- Work required: Format every line of the records below as a JSON list of strings, one string per line, leaving out any blank lines.

--------------------------------

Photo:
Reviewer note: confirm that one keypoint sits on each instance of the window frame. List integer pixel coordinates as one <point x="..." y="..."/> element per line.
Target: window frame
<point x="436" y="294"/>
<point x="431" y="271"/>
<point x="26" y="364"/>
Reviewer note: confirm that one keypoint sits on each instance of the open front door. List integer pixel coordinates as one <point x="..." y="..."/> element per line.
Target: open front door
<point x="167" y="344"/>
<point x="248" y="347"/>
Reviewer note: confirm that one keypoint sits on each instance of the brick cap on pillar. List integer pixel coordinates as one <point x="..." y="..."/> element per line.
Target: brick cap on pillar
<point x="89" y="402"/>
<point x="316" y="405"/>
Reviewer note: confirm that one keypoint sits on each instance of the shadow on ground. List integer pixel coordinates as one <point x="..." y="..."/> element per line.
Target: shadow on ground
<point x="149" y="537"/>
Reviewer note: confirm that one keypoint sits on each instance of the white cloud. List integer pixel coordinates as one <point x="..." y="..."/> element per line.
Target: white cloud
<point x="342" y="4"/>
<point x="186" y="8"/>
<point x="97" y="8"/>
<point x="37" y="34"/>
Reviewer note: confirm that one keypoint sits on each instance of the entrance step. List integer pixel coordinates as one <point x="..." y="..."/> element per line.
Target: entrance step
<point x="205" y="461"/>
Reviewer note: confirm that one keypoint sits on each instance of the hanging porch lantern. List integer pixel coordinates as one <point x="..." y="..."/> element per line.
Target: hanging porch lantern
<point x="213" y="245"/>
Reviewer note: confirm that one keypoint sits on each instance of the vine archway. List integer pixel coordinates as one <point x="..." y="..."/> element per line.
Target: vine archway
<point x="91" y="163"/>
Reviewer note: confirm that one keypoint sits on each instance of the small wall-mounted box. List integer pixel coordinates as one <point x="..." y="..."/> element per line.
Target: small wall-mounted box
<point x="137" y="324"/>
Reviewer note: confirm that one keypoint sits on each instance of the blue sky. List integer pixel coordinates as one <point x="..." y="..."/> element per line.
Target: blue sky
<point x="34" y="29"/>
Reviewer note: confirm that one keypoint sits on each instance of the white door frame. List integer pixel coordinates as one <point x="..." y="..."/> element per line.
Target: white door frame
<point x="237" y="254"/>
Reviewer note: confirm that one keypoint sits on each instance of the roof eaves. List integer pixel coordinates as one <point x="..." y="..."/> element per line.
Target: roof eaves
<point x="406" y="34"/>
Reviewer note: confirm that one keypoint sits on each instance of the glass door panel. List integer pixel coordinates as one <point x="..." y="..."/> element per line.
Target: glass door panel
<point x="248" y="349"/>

--------------------------------

- Solution to this task:
[
  "Photo:",
  "Reviewer note: confirm that one keypoint sits on each instance of the window frame. List integer pixel coordinates as one <point x=\"...\" y=\"...\"/> element per line.",
  "Target: window frame",
  "<point x=\"436\" y=\"294\"/>",
  "<point x=\"431\" y=\"271\"/>",
  "<point x=\"26\" y=\"364\"/>",
  "Reviewer note: confirm that one keypoint sits on each instance of the open front door. List integer pixel coordinates as one <point x=\"...\" y=\"...\"/> element per line.",
  "Target: open front door",
  "<point x=\"167\" y=\"344\"/>",
  "<point x=\"248\" y=\"347\"/>",
  "Reviewer note: confirm that one keypoint sits on each instance of the brick cap on pillar. List integer pixel coordinates as one <point x=\"...\" y=\"...\"/> element per line.",
  "Target: brick cap on pillar",
  "<point x=\"89\" y=\"402\"/>",
  "<point x=\"316\" y=\"405\"/>",
  "Reviewer note: confirm that one keypoint sits on each instance of the shadow on ground. List integer pixel coordinates as one <point x=\"...\" y=\"...\"/> element per line.",
  "Target: shadow on ground",
  "<point x=\"149\" y=\"537\"/>",
  "Reviewer note: confirm that one keypoint sits on each instance of the white cloud. List integer pixel coordinates as one <point x=\"...\" y=\"...\"/> element per line.",
  "Target: white cloud",
  "<point x=\"342\" y=\"4\"/>",
  "<point x=\"186\" y=\"8\"/>",
  "<point x=\"97\" y=\"8\"/>",
  "<point x=\"37\" y=\"34\"/>",
  "Reviewer note: confirm that one keypoint sits on each instance of the entrance step. List integer pixel coordinates as one <point x=\"...\" y=\"...\"/> element per line.",
  "Target: entrance step",
  "<point x=\"205\" y=\"461\"/>",
  "Reviewer note: confirm that one keypoint sits on each instance of the hanging porch lantern. List integer pixel coordinates as one <point x=\"...\" y=\"...\"/> element per line.",
  "Target: hanging porch lantern",
  "<point x=\"213\" y=\"245\"/>",
  "Reviewer note: confirm that one keypoint sits on each instance of the vine archway. List integer pixel coordinates as one <point x=\"...\" y=\"...\"/> element per line.",
  "Target: vine archway",
  "<point x=\"91\" y=\"163\"/>",
  "Reviewer note: confirm that one keypoint sits on each instance of the small wall-mounted box. List integer pixel coordinates as one <point x=\"...\" y=\"...\"/> element per line.",
  "Target: small wall-mounted box",
  "<point x=\"137\" y=\"324\"/>",
  "Reviewer note: confirm that one keypoint sits on each instance of the blue sky. List integer pixel coordinates as one <point x=\"...\" y=\"...\"/> element per line.",
  "Target: blue sky",
  "<point x=\"34\" y=\"29\"/>",
  "Reviewer note: confirm that one keypoint sits on each instance of the white door frame. List integer pixel coordinates as one <point x=\"...\" y=\"...\"/> element per line.",
  "Target: white door frame",
  "<point x=\"237\" y=\"254\"/>",
  "Reviewer note: confirm that one keypoint sits on each instance of the roof eaves. List integer pixel coordinates as one <point x=\"...\" y=\"...\"/> element per line.",
  "Target: roof eaves",
  "<point x=\"406\" y=\"34\"/>",
  "Reviewer note: confirm that one keypoint sits on each instance of the glass door panel. List integer pixel coordinates as one <point x=\"...\" y=\"...\"/> element per line.",
  "Target: glass door panel",
  "<point x=\"248\" y=\"349\"/>"
]